(Stored data)
= = = =
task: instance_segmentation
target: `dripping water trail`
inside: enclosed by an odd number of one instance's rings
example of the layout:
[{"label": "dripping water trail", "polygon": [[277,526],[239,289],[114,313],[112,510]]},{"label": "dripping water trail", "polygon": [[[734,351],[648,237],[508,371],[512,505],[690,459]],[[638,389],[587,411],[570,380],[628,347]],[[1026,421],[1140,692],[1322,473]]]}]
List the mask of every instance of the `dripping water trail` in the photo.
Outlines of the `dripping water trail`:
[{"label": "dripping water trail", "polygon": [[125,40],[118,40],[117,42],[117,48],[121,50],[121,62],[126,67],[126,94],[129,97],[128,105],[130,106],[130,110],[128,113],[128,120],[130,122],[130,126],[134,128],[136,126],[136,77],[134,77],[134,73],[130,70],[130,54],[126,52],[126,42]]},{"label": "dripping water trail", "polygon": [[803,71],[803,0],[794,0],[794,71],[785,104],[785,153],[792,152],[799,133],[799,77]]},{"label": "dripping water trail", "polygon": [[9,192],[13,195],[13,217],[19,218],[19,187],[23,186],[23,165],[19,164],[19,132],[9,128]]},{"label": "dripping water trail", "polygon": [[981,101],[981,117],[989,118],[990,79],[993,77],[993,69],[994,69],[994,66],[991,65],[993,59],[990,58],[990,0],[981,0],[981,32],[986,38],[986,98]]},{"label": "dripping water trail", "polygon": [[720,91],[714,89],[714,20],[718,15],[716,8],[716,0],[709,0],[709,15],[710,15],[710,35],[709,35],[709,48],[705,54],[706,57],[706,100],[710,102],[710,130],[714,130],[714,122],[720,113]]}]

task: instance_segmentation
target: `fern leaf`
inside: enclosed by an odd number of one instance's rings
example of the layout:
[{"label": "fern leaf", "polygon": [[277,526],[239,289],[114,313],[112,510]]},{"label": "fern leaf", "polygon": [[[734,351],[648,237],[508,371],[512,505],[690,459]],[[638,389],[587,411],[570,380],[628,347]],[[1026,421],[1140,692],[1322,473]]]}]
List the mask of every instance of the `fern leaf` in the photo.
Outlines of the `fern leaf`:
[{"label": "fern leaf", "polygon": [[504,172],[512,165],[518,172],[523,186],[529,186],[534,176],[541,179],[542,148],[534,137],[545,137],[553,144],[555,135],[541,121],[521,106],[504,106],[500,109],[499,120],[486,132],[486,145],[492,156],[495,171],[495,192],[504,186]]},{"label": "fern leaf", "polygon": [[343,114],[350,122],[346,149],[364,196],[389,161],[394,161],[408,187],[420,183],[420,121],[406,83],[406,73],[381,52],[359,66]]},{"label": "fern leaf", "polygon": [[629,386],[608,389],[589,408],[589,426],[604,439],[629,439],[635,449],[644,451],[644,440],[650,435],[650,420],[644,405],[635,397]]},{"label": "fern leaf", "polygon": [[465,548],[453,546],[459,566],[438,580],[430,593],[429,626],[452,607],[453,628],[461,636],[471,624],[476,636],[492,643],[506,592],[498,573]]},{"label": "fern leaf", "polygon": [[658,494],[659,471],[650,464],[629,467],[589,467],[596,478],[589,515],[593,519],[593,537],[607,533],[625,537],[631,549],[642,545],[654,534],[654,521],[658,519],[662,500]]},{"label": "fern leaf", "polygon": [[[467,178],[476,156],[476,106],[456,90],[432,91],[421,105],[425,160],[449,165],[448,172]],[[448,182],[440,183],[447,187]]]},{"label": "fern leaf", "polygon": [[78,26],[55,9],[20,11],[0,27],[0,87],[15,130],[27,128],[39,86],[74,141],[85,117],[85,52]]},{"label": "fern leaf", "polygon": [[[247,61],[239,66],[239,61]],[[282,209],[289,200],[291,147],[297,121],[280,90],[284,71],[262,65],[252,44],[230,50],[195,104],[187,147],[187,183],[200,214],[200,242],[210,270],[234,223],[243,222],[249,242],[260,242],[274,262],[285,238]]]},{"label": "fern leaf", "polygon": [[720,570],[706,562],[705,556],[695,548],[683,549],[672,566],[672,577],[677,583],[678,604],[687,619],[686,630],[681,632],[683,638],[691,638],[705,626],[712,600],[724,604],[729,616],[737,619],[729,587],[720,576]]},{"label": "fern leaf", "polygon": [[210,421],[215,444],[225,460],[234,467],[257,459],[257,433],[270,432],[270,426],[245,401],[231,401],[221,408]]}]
= = = =
WRITTEN EXERCISE ▸
Count the lines of the material above that contain the string "Outlines". Give only the number.

RESULT BELOW ▸
2